Task set →
1 - Rewrite the paragraph beginning "Inequality is a huge problem facing mental health" from the opinion piece on NHS mental health care below as a short list that keeps its main facts.
2 - Write out word for word the passage of the opinion piece on NHS mental health care below that starts at the words "Two years ago" and stops after the words "for a month.".
3 - Extend the opinion piece on NHS mental health care below with new text that picks up after its final sentence.
═════ Page excerpt
Jeremy Hunt is celebrating – he has managed to keep his appointment as Health Secretary and gain control of social care. He jubilantly retweeted a tweet from last year, when he survived another reshuffle, saying “reports of my death have been greatly exaggerated”.
Well, while you are fit and well, Hunt, there are thousands who are not, and your Government needs to share the responsibility. What Hunt didn’t tweet is that the NHS is in crisis and mental health provision is being hit hard. So now that Hunt has an ever-expanding remit, it begs the question as to whether mental health will be sidelined even further?
Two years ago I experienced first-hand how overstretched NHS mental health services are. I have struggled with periods of depression since I was a teenager. Normally I didn’t need acute care but this time was different. Too ashamed to seek help before I reached crisis point, I ended up being left in a bed in an A&E assessment ward for three days due to lack of space. Then, in the middle of the night I was taken to a hospital outside my area away from family and friends. I was in hospital for a month.
I ended up in a hospital that was part of a private chain. Everyone who was there, including myself, was an NHS patient. Some of the chain’s hospitals are now under investigation for poor practice. I am angry about my experience but I place no blame on the staff who, on the whole, were unfailingly kind. I can still appreciate that I was lucky in that I managed to access some care. However, when I left hospital the outpatient care team dropped me after a week. I felt as though I had just started to find my feet when someone pulled the rug out from underneath me.
I can’t stress how important a role my friends and family played in my recovery. It made me reflect on how much easier this period was for me than it would have been for other people. I know that as a middle class, cis, white woman in the UK, it is easier for me to access the care that I need. It’s awful to think what happens to others without that support network or access to care. Too many people slip through the cracks and they are the ones in real danger.
Inequality is a huge problem facing mental health. Those struggling with Tory austerity can’t afford to take time to look after their health. According to the Office for National Statistics, those who are in the most deprived 10 per cent bracket in society are more than twice as likely to kill themselves than the least deprived 10 per cent. Minorities are often the hardest hit, and overstretched services and cuts to NHS only fuel the crisis.
In the UK, BAME groups are more likely to suffer from mental health issues and require hospital treatment. However, they are also more likely to have a poor outcome from their treatment. Institutional racism, combined with the fact that a lot of mainstream mental health services often fail to understand the needs of non-white British communities, contribute towards the inequality. With services struggling already it’s hard to see how this situation will change when there isn’t enough funding or staff available.
In the LGBTQ community, 36 per cent of those who are under 26 and identify as LGB have attempted suicide, with the rate of those who are under 26 and identify as transgender at 48 per cent, according to a RaRE Research Project. This figure is far too high and with prejudice, homophobia and transphobia still rife in the UK it is really disappointing to think that the Government still won’t listen and realise that mental health is not something that can be glossed over.
══════════
═════ Input data
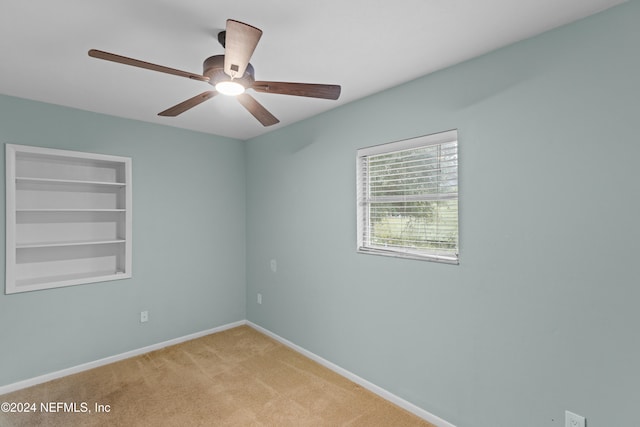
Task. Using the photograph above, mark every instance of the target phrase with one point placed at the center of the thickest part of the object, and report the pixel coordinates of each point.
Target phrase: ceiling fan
(231, 74)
══════════
Responses to the tasks →
1 -
- Inequality is a huge problem in mental health.
- People struggling with Tory austerity can't afford to take time to look after their health.
- According to the Office for National Statistics, people in the most deprived 10 percent of society are more than twice as likely to kill themselves as those in the least deprived 10 percent.
- Minorities are often the hardest hit.
- Overstretched services and NHS cuts only fuel the crisis.

2 -
Two years ago I experienced first-hand how overstretched NHS mental health services are. I have struggled with periods of depression since I was a teenager. Normally I didn’t need acute care but this time was different. Too ashamed to seek help before I reached crisis point, I ended up being left in a bed in an A&E assessment ward for three days due to lack of space. Then, in the middle of the night I was taken to a hospital outside my area away from family and friends. I was in hospital for a month.

3 -
Having said that, mental health awareness has boomed recently. Anything that encourages people to be more open and speak out is fantastic. Reading people’s stories has made me feel much less alone. Organisations such as Mind have also done a fantastic job in trying to lessen the taboos surrounding mental health. However, when suicide is the leading cause of death for men between the ages of 20 to 49, it is clear that something is broken and needs to be fixed.
I’m still ashamed to be fully open about my mental health issues. While social media provides an open platform for progress and the opportunity to express my voice, the echo chamber of Twitter doesn’t translate to progress in day-to-day life. I still feel as though I need to keep my mental health issues quiet, as I’m scared that people won’t understand.
I’m in a much better place at the moment than I was two years ago. However, I haven’t had any further professional help since I was discharged. My support network is what I rely on and currently it is working for me. I’m hopeful for the future but I don’t know what will happen.
Funding and proper support is what mental health services need right now, yet Tory austerity is hindering access to care and services on a dangerous level. With Jeremy Hunt at the helm of the NHS, mental health and social care, it seems as though things are only going to get tougher for the NHS. Last World Mental Health Day, for example, he made false claims about the number of new staff that had been recruited. With staff leaving in their droves and not enough new people in training, it looks like the crisis is set to continue.
We need to keep putting pressure on the government to change things. Mental health awareness is a great place to start. Sharing my story may help others, but it can only go so far. We need to make sure that we are looking out for those who are slipping through the cracks, including those with nowhere to turn and no support available – I could have been one of them, but I was lucky.